* **About this exercise**:
Wherever the word "closing" occurs in the lines below, copy the whole line.
↓
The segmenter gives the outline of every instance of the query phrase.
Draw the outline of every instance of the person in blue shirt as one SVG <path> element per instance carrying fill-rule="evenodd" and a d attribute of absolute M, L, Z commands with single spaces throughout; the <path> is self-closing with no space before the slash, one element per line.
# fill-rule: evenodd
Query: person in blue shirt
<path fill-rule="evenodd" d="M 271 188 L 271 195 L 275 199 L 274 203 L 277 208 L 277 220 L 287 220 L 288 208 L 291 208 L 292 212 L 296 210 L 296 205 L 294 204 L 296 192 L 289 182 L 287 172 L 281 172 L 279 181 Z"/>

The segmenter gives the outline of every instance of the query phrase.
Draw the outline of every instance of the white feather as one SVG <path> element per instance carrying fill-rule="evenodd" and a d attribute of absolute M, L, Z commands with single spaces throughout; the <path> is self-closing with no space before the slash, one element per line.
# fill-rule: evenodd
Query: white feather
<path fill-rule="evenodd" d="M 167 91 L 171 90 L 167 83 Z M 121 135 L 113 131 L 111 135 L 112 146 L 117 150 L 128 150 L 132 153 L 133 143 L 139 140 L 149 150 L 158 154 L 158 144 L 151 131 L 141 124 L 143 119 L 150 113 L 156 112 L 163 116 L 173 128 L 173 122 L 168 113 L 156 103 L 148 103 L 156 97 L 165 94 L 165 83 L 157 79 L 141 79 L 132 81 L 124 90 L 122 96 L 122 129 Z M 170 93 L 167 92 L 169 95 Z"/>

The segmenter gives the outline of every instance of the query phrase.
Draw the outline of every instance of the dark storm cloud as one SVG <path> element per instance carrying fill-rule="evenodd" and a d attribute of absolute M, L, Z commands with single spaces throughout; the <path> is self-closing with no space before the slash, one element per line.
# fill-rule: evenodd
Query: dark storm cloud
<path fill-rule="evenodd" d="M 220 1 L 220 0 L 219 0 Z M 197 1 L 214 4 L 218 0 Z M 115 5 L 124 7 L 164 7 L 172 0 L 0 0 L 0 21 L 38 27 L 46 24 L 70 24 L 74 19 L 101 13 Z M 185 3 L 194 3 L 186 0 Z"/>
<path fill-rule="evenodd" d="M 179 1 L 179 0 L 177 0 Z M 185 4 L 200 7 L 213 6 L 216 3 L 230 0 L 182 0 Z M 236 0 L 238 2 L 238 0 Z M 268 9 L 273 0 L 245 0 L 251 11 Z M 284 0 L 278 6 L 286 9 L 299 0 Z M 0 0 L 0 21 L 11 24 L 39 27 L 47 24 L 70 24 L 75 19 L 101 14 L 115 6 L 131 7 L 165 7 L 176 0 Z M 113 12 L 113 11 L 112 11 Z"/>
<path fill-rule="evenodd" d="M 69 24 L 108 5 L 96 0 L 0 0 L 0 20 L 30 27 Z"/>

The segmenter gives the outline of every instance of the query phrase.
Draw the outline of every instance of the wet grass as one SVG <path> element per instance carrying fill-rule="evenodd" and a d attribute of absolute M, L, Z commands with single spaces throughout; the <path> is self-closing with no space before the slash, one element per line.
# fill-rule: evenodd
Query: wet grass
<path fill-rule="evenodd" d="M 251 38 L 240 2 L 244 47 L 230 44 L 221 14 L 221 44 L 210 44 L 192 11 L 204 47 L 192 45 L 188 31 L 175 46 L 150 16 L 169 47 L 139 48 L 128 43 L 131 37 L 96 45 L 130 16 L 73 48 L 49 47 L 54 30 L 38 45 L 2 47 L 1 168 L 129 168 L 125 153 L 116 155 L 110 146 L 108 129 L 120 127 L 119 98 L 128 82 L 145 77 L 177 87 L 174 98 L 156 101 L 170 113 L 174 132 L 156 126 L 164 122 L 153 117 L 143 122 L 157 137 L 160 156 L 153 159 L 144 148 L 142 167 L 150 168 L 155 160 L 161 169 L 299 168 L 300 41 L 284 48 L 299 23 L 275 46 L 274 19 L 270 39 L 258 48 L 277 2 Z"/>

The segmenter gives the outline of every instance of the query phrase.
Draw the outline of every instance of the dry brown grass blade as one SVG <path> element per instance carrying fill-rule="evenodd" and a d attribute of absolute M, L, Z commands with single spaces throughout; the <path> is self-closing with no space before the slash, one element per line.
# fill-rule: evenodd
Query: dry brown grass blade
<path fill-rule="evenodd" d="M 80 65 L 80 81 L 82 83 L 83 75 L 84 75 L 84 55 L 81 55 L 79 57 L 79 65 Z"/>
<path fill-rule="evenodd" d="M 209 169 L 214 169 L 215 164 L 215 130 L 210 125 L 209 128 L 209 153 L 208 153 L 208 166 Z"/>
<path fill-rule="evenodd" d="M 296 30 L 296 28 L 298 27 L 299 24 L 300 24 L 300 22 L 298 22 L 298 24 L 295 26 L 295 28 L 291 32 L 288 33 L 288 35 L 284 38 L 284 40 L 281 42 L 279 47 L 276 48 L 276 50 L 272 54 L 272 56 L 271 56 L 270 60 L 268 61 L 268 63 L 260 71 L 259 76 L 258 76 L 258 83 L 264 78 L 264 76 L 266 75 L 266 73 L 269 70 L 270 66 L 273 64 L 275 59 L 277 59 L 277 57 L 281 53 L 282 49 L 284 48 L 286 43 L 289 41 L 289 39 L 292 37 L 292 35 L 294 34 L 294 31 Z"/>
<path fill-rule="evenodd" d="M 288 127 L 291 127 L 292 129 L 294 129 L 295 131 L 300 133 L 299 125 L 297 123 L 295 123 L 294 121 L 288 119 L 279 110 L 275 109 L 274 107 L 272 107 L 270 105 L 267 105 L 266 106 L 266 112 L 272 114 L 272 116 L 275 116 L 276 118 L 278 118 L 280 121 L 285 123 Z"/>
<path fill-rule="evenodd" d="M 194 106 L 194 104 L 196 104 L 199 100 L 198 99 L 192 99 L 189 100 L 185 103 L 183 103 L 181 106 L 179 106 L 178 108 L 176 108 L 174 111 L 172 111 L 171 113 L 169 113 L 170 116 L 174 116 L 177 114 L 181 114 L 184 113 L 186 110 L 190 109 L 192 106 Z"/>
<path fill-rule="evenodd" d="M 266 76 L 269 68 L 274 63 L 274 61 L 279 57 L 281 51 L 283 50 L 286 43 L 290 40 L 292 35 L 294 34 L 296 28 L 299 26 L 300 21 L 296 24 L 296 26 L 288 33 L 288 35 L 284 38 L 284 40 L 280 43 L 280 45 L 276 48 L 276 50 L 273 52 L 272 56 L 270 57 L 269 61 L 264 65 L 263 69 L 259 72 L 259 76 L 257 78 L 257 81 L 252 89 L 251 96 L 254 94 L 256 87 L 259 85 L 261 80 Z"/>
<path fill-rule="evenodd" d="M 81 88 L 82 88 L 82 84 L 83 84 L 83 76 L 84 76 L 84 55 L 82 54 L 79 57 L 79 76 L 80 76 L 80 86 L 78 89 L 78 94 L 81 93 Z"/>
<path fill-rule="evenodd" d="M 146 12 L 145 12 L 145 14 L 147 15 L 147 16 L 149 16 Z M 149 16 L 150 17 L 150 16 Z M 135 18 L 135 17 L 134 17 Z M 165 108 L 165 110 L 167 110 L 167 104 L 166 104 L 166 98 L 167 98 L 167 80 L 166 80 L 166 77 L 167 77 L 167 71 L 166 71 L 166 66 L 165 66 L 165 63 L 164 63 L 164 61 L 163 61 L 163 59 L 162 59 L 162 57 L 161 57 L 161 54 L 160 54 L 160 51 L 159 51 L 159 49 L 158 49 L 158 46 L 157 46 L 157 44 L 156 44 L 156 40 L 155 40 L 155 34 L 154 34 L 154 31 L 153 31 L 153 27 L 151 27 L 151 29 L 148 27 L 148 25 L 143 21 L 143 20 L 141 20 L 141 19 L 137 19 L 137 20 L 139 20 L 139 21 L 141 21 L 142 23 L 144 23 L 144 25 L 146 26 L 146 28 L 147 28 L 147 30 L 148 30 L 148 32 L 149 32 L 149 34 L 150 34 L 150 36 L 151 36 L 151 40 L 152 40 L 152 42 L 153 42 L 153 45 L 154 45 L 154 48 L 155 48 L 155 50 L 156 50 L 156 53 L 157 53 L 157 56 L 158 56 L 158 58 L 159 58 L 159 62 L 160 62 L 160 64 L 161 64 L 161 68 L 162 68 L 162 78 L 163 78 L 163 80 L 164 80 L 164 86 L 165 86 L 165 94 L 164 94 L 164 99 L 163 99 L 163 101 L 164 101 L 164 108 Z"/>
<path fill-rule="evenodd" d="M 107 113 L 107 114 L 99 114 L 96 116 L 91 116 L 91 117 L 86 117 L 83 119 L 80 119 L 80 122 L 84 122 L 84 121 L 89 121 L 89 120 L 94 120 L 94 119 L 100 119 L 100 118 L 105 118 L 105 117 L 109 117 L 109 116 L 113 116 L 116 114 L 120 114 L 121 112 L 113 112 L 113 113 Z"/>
↑
* **Result of the task**:
Draw the outline of every instance of the person in blue shirt as one SVG <path> element per instance carrying fill-rule="evenodd" and a d attribute of absolute M, L, Z commands with single spaces throughout; the <path> is self-closing with no space before the slash, one element per line.
Draw the outline of every instance of the white feather as one SVG <path> element per instance carrying fill-rule="evenodd" and a d attribute of absolute M, L, Z commands with single spaces throughout; the <path> is self-closing with no space before the slash, one element per line.
Draw the outline of every instance of the dark storm cloud as one SVG <path> element per instance carrying fill-rule="evenodd" and a d attribute of absolute M, L, Z commands with single spaces throughout; the <path> is self-closing with no space before the slash, one element per line.
Draw the outline of every instance of the wet grass as one SVG <path> element per instance carrying fill-rule="evenodd" and a d attribute of absolute M, L, Z commands with single spaces throughout; the <path> is self-closing with no space before the slash, one element per line.
Draw the outline of every instance of the dry brown grass blade as one SVG <path> element per instance carrying fill-rule="evenodd" and a d attribute of absolute M, L, Z commands with single spaces throughout; the <path> is self-closing with no space before the slash, one element per line.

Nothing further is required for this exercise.